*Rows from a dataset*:
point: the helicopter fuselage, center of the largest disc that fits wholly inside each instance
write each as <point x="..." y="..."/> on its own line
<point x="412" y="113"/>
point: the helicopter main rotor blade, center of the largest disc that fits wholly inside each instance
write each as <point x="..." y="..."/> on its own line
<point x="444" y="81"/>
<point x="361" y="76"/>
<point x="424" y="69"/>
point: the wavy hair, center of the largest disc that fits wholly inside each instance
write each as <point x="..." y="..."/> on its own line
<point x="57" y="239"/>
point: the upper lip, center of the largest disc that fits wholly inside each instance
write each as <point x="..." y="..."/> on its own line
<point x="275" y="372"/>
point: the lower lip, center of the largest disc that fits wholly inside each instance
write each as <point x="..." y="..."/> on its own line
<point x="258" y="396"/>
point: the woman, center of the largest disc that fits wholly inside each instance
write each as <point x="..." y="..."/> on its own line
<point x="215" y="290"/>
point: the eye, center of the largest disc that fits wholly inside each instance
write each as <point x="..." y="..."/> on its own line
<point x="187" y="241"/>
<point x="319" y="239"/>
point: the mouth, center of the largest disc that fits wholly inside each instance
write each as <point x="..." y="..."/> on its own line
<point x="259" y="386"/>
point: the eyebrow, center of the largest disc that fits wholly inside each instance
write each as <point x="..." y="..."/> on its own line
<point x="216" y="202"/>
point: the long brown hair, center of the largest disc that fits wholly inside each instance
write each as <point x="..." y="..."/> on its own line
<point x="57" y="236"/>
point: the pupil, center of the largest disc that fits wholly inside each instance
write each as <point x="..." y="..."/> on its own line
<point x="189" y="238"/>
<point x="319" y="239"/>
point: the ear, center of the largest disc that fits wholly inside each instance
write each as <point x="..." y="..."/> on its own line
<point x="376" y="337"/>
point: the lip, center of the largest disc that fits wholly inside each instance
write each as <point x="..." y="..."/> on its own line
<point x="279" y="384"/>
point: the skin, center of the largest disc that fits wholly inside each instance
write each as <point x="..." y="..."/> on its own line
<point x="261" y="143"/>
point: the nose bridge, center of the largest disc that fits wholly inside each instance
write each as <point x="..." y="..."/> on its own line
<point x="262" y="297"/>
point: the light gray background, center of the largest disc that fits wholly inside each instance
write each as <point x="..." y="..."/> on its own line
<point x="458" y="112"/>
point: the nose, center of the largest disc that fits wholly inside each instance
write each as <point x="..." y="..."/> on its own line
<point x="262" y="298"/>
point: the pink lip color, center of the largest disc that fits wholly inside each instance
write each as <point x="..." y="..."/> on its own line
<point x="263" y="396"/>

*Task description*:
Take the line in which "point: the nose bridge, center" occurs and each subsequent line through the end; give these lines again without alteration.

*Task solution*:
point: the nose bridge, center of the largest disc that fits wholly inside each instance
write each as <point x="..." y="..."/> on its own line
<point x="262" y="297"/>
point: the light gray background, center of the largest disc that fits wholly inside each instance
write each as <point x="..." y="..."/> on its own line
<point x="458" y="112"/>
point: the nose, center of the largest disc that fits wholly inside each instance
write each as <point x="..." y="..."/> on its own line
<point x="262" y="298"/>
point: the pink lip color, center of the largest disc that fits wholly inside each instance
write each as <point x="..." y="..."/> on its own line
<point x="263" y="396"/>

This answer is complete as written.